» **Exercise goal**
Continue the #SFFpit contest page from the end of its last sentence.

» **Extract provided**
+--

#SFFpit

SFFpit pitching contest

Images courtesy hqwide.com

Writing a fantasy or science fiction novel is hard enough. Now, try pitching it in 140 characters or less. That’s the challenge set forth by #SFFpit, a twice-annual Twitter pitching contest.

Unlike Brenda Drake’s #PitMad, this contest is only for works of fantasy or science fiction. All age categories (PB, MG, YA, NA, and adult) are welcome. The next #SFFpit will take place on December 8, 2016.

Contents:
The Basics
For Agents & Editors
Pitch Rules for Authors
When to Pitch
What to Pitch
How to Pitch
Hashtags for Age Category
Hashtags for Genre
Pitching Guidelines
Tips & Advice
Do’s and Don’ts
Want to Say Thanks?
What to Expect from #SFFpit

Archives:
The First #SFFpit (June 11, 2014)
Who Came to #SFFpit
The Winners of #SFFpit
The Second #SFFpit (December 9, 2014)
Aftermath of the Second #SFFpit
The Third #SFFpit (June 18, 2015)
Do’s and Don’ts of #SFFpit
The Fourth #SFFpit (December 10, 2015)

The Basics

The contest will happen on Twitter under a common hashtag (#SFFpit). During a 10-hour window on the chosen day, authors with completed manuscripts who are seeking representation or publication can tweet a pitch for their books (at most, once per hour).

+--

» **Dataset content**
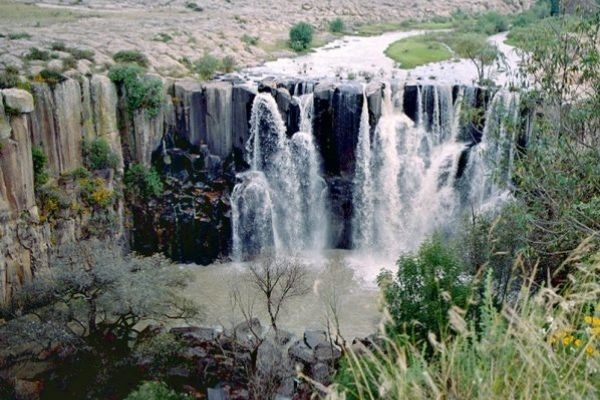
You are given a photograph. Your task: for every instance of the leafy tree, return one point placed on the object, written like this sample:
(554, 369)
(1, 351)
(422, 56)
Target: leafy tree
(301, 36)
(143, 182)
(142, 92)
(337, 25)
(478, 50)
(92, 293)
(156, 391)
(420, 294)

+--

» **Response for this exercise**
Agents and editors will make requests by marking pitches as a favorite on Twitter. If your tweet is favorited, please follow the agent or editor’s submission guidelines. Throughout the day, we will have authors, agents, editors, and other folks stopping by on the hashtag to say hello. To make sure you know what’s happening, please sign up for my mailing list or follow me on Twitter.

For Agents and Editors

Thank you for your interest in #SFFpit! All literary agents and acquiring editors of science fiction / fantasy are welcome to participate. Here’s a quick cheat-sheet for how to participate:

  • Read pitches by searching for #SFFpit on Twitter. You can also include age category or genre hashtags in your search to narrow it down. To exclude a hashtag, put a minus (-) in front of it. So “#SFFpit #A #SF” would return adult sci-fi pitches, and “#SFFpit #FA -#MG” would return non-MG fantasy pitches.
  • Be sure to click the “Latest” tab if you’re searching on Twitter, to see all tweets in real-time instead of “top” tweets. A Twitter client like HootSuite or Tweetdeck is recommended.
  • Please tweet your submission guidelines on the #SFFpit hashtag when you arrive, so authors know how to respond to your request.
  • Make requests by hitting the Like button (A.K.A. favorite) on pitches where you’d like to see a query/partial.

Please feel free to make requests after the event ends, or even the next day. Authors love getting late requests. Thank you for participating!

Newest Pitch Rules: Retweeting is Back!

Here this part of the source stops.